» **Information shown**:
* Begin *

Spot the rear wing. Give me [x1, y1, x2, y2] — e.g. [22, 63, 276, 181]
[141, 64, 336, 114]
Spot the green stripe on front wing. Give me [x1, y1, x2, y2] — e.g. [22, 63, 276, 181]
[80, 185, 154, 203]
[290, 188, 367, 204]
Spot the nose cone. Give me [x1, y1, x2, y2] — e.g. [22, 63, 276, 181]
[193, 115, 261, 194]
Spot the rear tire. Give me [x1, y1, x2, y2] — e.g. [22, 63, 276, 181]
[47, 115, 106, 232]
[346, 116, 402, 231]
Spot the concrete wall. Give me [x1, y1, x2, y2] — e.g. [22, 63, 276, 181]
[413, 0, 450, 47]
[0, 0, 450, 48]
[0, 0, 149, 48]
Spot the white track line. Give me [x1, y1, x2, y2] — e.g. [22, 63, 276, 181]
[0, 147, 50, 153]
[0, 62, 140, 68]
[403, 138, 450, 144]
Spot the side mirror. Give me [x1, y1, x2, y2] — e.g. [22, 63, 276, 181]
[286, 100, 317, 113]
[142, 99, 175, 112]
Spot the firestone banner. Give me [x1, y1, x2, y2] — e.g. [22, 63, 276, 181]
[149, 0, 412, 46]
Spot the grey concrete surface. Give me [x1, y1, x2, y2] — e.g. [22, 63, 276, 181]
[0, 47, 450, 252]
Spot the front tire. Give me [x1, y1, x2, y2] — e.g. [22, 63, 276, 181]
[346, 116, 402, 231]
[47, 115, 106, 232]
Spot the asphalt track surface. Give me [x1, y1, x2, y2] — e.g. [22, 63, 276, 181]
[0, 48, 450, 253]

* End *
* Begin *

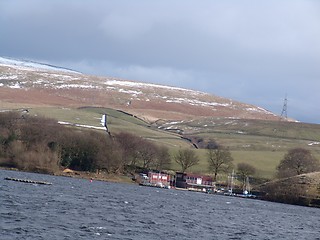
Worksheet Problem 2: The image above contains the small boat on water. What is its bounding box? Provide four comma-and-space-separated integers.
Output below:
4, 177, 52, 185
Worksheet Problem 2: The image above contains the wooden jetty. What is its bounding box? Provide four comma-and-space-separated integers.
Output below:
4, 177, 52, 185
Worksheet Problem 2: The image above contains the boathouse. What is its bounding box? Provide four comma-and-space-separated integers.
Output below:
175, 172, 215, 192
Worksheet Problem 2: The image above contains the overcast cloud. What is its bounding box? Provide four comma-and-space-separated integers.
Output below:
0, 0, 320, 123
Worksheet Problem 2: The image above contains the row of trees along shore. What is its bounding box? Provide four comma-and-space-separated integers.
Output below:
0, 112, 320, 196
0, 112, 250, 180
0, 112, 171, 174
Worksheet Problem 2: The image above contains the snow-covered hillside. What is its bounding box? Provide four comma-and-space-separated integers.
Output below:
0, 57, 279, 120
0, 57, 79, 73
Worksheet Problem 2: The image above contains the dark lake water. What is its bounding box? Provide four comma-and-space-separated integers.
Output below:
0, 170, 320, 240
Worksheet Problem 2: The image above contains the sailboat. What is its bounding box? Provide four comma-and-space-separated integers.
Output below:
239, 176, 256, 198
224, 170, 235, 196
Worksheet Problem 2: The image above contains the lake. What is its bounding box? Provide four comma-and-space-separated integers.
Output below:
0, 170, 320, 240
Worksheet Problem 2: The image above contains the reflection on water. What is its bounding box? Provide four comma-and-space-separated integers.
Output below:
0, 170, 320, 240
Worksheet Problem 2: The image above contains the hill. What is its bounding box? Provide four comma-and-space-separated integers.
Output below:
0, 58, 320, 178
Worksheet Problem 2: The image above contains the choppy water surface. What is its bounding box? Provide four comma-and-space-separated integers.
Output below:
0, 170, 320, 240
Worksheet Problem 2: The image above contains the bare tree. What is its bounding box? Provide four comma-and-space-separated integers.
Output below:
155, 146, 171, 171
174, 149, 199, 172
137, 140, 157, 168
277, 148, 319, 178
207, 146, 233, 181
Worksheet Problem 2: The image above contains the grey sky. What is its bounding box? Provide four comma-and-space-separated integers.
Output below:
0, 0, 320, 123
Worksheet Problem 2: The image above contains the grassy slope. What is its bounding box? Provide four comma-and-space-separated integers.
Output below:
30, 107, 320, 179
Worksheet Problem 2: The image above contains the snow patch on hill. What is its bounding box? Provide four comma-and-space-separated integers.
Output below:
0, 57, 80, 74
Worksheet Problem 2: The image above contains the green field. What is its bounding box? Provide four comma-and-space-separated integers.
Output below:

* End *
* Begin *

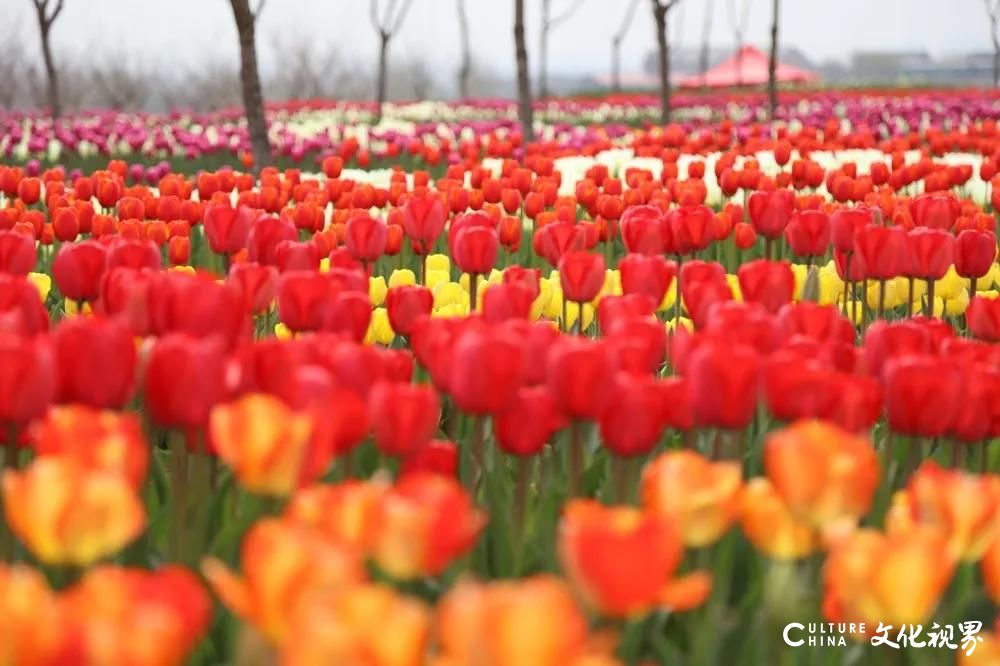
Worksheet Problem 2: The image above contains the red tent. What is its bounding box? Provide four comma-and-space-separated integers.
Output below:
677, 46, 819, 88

* End *

» **Your task**: Shift every bounding-box coordinate in the answers by adding 148. Rewrite each record line from the one containing "Spot the rear wing." down to the one containing "[193, 115, 261, 194]", including the requests, and give no other lines.

» **Task result**:
Spot the rear wing. Give me [x1, y1, x2, y2] — e.g. [22, 63, 276, 181]
[289, 212, 484, 262]
Spot the green stripe on front wing. Give me [x1, y1, x2, y2] — e.g. [22, 63, 276, 181]
[228, 333, 302, 351]
[438, 336, 515, 352]
Spot the nose cone. Give me [x1, y1, x2, y2] — e.g. [22, 63, 276, 181]
[341, 263, 409, 342]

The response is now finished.